Kerstin Preiwuß über "Heute ist mitten in der Nacht"

Autorin im Gespräch

Kerstin Preiwuß über "Heute ist mitten in der Nacht"

Stand: 13.01.2023, 10:55 Uhr

Mit der Pandemie und dem Krieg ist Angst zu einem bestimmenden Lebensgefühl geworden. In einem bemerkenswerten Text erkundet Kerstin Preiwuß, wie sie als Schriftstellerin den Katastrophen der Gegenwart etwas entgegensetzen kann.

Glaubhaft versichert Kerstin Preiwuß, dass sie nie vorgehabt hat, über sich oder die "Liste ihres Unglücks" zu schreiben. Doch mit der Pandemie betraf das eigene Lebensgefühl der Angst plötzlich alle. Die preisgekrönte Schriftstellerin, Lyrikerin und Literaturprofessorin erkundet zunächst jene Momente, die die Angst im eigenen Leben genährt haben, analysiert die Momente, die das Leben in ein "davor" und "danach" einteilen.

Wie etwa der Anruf, durch den sie vom Unfall des Stiefvaters erfuhr. Danach, am Krankenhausbett, schien die Zeit stehen zu bleiben, obwohl sie fortdauerte. Gefangen in der Zeit und in der Angst – während der Corona-Pandemie findet sich Kerstin Preiwuß plötzlich gemeinsam mit allen anderen in diesem Zustand wieder.

In fingierten Briefen führt sie uns in die Corona-Lockdown-Zeit zurück, als "früher" plötzlich zum Sehnsuchtspunkt wurde, und die Zukunft nur noch als Konjunktiv erschien.

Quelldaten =

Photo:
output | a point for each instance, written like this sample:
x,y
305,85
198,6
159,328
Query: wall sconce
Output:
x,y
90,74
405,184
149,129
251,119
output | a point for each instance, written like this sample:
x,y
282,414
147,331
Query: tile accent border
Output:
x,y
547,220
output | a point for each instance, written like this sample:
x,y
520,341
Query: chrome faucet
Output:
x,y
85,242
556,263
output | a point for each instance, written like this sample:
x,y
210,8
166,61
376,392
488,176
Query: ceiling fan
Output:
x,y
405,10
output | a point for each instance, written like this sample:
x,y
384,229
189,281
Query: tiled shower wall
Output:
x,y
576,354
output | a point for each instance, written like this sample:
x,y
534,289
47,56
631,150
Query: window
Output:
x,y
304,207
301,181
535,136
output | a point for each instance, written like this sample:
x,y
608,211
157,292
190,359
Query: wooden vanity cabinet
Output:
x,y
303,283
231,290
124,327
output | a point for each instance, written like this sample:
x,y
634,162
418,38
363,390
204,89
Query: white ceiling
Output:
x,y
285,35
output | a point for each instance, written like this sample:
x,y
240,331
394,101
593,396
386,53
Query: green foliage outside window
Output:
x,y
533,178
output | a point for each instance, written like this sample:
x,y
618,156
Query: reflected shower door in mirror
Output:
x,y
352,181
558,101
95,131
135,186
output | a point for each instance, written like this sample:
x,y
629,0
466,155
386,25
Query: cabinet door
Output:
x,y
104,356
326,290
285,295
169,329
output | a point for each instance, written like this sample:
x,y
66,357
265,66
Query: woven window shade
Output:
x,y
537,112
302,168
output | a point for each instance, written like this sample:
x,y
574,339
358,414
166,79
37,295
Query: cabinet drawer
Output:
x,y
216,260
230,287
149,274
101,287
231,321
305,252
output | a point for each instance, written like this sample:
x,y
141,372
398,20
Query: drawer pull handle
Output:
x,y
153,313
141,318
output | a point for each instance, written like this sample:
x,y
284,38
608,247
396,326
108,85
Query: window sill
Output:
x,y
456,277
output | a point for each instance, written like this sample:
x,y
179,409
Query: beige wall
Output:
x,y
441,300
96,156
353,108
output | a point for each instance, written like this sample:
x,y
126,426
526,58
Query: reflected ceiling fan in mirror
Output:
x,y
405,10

Deine Aufgabe = Schreib den Text über Kerstin Preiwuß und ihr Buch „Heute ist mitten in der Nacht“ nach seinem letzten Satz weiter. Das Material hat mit dem Text nichts zu tun.

Erwartete Antwort =
Wie sollte sie da schreiben, wenn noch nicht einmal örtliche Distanz zum Geschehen geschaffen werden konnte? Aber was bringt das Schreiben überhaupt, wenn das eigentliche Geschehen schon passiert ist? Wenn es die Welt schon verändert hat? Was bleibt uns, wenn wir nur Zuschauer sind, wenn die Sprache und Bilder des Elends in den Nachrichten Alltag wird?

Das fragt sich die Autorin angesichts des Ukraine-Kriegs. Die Überlegungen und Erinnerungen zeugen von einer tiefen Verbundenheit mit den Menschen in den postsowjetischen Staaten Osteuropas. Eine Verbundenheit, die Kerstin Preiwuß in der eigenen ostdeutschen Erfahrung verankert sieht. Eindrückliche Passagen, die für die westdeutsche Leserin eine große Bereicherung darstellen.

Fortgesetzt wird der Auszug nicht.